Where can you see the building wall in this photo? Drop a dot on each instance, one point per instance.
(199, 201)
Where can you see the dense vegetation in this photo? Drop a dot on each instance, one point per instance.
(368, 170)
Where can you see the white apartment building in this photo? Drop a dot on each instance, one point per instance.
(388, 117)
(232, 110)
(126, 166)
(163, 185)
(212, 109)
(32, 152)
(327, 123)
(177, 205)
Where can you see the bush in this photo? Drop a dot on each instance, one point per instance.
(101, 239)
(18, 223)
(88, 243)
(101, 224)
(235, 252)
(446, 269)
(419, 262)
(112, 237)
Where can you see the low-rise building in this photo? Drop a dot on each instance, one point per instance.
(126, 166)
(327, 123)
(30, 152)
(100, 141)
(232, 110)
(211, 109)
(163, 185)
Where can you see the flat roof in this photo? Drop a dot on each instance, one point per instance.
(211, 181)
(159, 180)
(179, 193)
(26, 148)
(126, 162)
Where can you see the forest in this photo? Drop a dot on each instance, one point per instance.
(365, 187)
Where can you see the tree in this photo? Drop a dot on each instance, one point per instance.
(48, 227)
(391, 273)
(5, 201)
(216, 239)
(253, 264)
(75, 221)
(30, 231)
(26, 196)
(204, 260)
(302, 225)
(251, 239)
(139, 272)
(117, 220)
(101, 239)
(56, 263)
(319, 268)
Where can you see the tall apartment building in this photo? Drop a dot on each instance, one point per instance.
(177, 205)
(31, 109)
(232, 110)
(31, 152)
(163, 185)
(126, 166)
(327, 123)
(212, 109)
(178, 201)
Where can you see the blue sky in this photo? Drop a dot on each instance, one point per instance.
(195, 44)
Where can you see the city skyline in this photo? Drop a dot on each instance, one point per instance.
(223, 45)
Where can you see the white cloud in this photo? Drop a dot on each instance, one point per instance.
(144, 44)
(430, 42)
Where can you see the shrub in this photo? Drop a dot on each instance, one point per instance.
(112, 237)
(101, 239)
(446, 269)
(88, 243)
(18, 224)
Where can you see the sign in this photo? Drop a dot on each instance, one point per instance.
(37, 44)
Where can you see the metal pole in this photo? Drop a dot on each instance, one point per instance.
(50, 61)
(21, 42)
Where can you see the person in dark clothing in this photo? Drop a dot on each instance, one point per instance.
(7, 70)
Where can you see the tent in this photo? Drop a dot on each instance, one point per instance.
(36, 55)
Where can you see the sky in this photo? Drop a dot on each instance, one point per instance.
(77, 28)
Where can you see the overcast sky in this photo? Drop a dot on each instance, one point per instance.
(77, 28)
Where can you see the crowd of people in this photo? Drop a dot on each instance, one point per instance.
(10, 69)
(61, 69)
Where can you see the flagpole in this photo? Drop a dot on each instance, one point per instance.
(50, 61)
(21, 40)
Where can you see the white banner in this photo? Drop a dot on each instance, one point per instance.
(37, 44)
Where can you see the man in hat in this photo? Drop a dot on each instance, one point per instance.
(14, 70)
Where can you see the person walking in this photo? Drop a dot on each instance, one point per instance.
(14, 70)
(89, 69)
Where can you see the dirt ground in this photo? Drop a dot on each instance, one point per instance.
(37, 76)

* * *

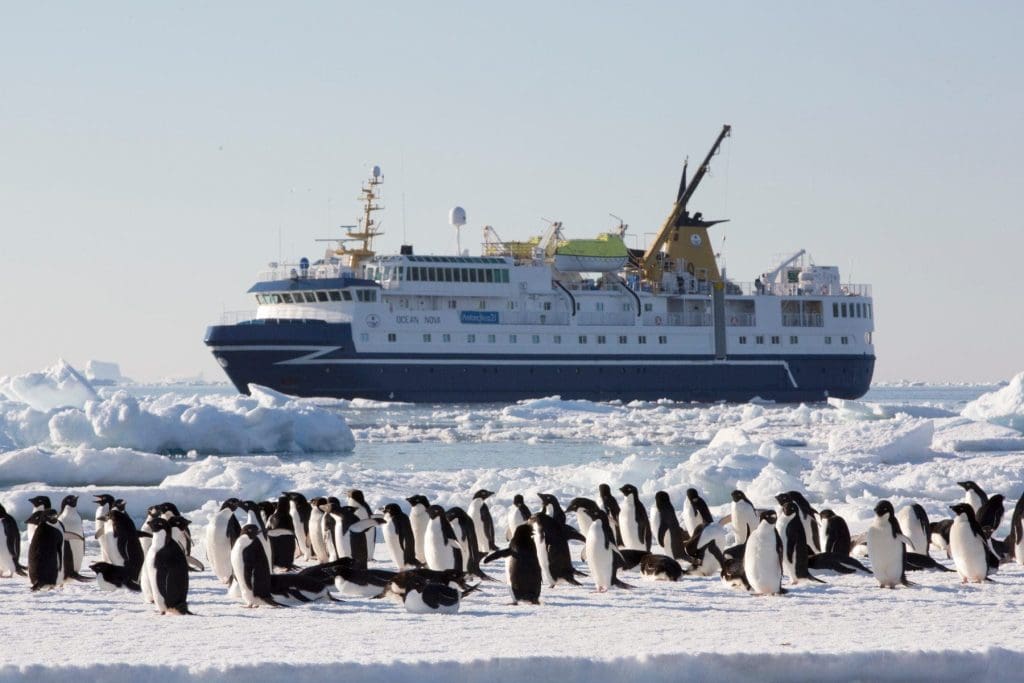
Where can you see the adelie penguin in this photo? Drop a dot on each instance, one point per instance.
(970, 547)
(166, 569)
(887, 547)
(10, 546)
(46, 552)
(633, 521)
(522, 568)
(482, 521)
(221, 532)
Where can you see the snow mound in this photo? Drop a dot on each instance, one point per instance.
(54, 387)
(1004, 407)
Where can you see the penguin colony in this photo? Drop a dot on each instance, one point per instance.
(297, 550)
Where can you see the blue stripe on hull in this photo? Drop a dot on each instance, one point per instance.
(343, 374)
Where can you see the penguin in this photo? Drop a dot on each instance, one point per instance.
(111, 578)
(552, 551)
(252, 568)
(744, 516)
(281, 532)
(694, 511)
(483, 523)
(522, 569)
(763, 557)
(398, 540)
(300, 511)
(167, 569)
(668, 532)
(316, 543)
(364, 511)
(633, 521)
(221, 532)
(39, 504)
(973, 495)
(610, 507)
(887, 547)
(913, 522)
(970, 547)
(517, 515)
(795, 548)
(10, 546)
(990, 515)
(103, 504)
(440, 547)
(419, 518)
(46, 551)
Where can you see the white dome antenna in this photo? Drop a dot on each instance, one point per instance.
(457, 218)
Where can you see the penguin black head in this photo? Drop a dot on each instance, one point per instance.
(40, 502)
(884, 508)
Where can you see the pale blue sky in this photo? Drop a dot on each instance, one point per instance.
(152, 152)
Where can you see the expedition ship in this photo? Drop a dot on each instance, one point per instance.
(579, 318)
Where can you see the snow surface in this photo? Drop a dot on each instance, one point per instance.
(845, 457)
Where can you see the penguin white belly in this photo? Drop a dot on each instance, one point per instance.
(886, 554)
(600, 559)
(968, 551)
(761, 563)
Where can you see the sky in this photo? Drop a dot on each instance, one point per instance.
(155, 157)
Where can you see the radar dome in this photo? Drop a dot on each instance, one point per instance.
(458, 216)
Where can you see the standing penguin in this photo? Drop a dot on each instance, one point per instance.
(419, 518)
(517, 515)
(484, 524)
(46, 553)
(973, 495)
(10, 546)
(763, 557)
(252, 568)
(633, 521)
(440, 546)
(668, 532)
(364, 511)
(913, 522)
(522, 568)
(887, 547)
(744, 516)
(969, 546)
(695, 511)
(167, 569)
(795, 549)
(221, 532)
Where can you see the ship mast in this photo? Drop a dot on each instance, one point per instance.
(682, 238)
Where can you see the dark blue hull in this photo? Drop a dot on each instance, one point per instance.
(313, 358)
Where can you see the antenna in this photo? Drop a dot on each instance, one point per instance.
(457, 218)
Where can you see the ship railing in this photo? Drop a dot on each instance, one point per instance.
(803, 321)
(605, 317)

* * *

→ EXERCISE DIRECTIONS
Return every line from the rows above that contains the word "person", copying each one in full.

→ TASK RESULT
Where can you see the person in dark clothing in this photo? Drop a dot on each instance, one point per instance.
Where can you see the person walking in this photo? Drop a dot on each instance, one point per instance.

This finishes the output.